Björn Höcke in Dresden

Schauen Sie diese Rede

Wer meint, die AfD sei wählbar, weil sie die Flüchtlingspolitik der Regierung kritisiert, muss den Auftritt Björn Höckes in Dresden sehen. Danach kann keiner mehr sagen, er habe nicht gewusst, was Höcke mit der AfD vorhat.

 

Eine Kolumne von Sascha Lobo

https://www.spiegel.de/netzwelt/web/bjoern-hoecke-rede-offenbart-gesinnung-kolumne-von-sascha-lobo-a-1130551.html

 

Sagen Sie nicht, man hätte es nicht wissen können. Denn Sie hätten. Die vielleicht größte und zugleich dunkelste Eigenschaft des Internet ist die ständige Archivierung des Jetzt. Groß ist sie, weil die Milliarden Sensoren, Kameras, Mikrofone immer näher an die Allaufzeichnung herankommen. Und darin ist auch die dunkle Eigenschaft begründet, denn das ständige Archiv wird uns irgendwann mit dem konfrontieren, was wir hätten ahnen können und sehen sollen. Was Sie - genau Sie - hätten wissen können.

§ Aufgabenstellung:
In welcher Stadt fand laut der Kolumne der Auftritt von Björn Höcke statt?

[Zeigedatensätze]
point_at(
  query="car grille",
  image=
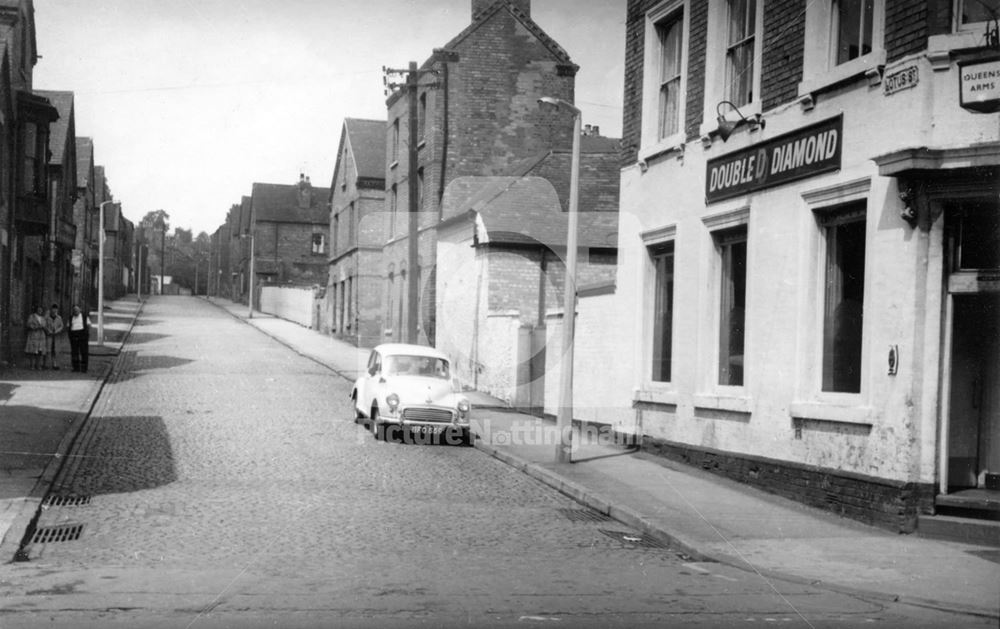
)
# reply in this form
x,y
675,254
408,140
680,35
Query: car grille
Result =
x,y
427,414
---
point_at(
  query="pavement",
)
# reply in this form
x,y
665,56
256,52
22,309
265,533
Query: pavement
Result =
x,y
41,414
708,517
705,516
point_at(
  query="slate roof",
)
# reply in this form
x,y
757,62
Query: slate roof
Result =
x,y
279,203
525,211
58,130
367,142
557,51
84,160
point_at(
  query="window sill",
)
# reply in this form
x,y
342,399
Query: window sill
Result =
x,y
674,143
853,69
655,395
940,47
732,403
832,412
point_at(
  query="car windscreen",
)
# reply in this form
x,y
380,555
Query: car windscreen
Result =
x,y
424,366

§ Richtige Antwort:
In Dresden.